## Stated task 1:
Change "citizenship" to "nationality" throughout the part of the passage on Palestinian refugees that opens with the words "Photo: Workers" and closes with "have been displaced.", and give that part again with the change made.

## Excerpt:

New wave of refugees

A new wave of 400,000 refugees was created in 1967 when Israel occupied Gaza, the West Bank and the Syrian Golan heights, including Syrian refugees, many fleeing for a second time. Many refugee activists were forced out of Jordan in 1968, and Palestinians living in Kuwait were forced to flee to Iraq following the Gulf war in 1991. Thousands of Palestinian refugees in Iraq had to flee to Syria and Jordan following the Anglo US invasion of that country and the resulting anarchy.

Classroom
Children learning English in a youth centre in Sidon.
Photo: Workers

Most Palestinian refugees outside Israel and the Occupied Territories live in Jordan (2,000,000 Palestinian refugees, of whom 20 per cent do not have Jordanian citizenship and live in camps), Syria (250,000 registered without citizenship) and Lebanon (250,000 registered without citizenship). When the internally displaced refugees in the West Bank, Gaza and Israel are taken into account, it is estimated that three-quarters of the Palestinian population have been displaced.

So how are they dealing with the situation they find themselves in as a consequence of Britain’s colonial legacy and as the forgotten people in what is considered one of the world’s most intractable conflicts?

## Stated task 2:
Pick out every line of the records below that contains the string "above". Case counts.

[Stored records]
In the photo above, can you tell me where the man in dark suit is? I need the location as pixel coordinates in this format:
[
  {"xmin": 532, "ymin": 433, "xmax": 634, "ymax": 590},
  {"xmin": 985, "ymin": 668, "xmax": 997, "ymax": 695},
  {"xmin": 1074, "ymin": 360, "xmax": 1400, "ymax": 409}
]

---

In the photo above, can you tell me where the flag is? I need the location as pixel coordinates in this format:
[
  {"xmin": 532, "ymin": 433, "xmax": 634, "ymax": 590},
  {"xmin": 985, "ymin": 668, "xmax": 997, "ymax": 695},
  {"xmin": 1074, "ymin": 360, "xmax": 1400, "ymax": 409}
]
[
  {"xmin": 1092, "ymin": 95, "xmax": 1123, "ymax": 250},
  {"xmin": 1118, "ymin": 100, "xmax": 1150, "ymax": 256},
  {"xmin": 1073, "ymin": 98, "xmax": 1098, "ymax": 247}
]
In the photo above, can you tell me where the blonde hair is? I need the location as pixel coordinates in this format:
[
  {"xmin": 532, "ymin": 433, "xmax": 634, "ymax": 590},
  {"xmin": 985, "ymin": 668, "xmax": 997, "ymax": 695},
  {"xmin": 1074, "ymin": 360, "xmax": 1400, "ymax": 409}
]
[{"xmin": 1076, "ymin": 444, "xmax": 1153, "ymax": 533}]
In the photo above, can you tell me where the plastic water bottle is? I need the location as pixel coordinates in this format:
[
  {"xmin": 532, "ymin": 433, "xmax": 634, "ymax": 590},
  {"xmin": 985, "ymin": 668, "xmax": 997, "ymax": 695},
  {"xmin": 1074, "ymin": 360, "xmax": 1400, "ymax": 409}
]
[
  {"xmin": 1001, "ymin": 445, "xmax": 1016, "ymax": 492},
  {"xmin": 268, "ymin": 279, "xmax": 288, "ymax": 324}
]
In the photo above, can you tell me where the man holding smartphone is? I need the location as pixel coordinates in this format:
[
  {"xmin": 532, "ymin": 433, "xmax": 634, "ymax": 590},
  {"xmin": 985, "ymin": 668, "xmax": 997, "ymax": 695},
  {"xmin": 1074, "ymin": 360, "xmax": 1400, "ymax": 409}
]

## Written reply 1:
Photo: Workers

Most Palestinian refugees outside Israel and the Occupied Territories live in Jordan (2,000,000 Palestinian refugees, of whom 20 per cent do not have Jordanian nationality and live in camps), Syria (250,000 registered without nationality) and Lebanon (250,000 registered without nationality). When the internally displaced refugees in the West Bank, Gaza and Israel are taken into account, it is estimated that three-quarters of the Palestinian population have been displaced.

## Written reply 2:
In the photo above, can you tell me where the man in dark suit is? I need the location as pixel coordinates in this format:
In the photo above, can you tell me where the flag is? I need the location as pixel coordinates in this format:
In the photo above, can you tell me where the blonde hair is? I need the location as pixel coordinates in this format:
In the photo above, can you tell me where the plastic water bottle is? I need the location as pixel coordinates in this format:
In the photo above, can you tell me where the man holding smartphone is? I need the location as pixel coordinates in this format:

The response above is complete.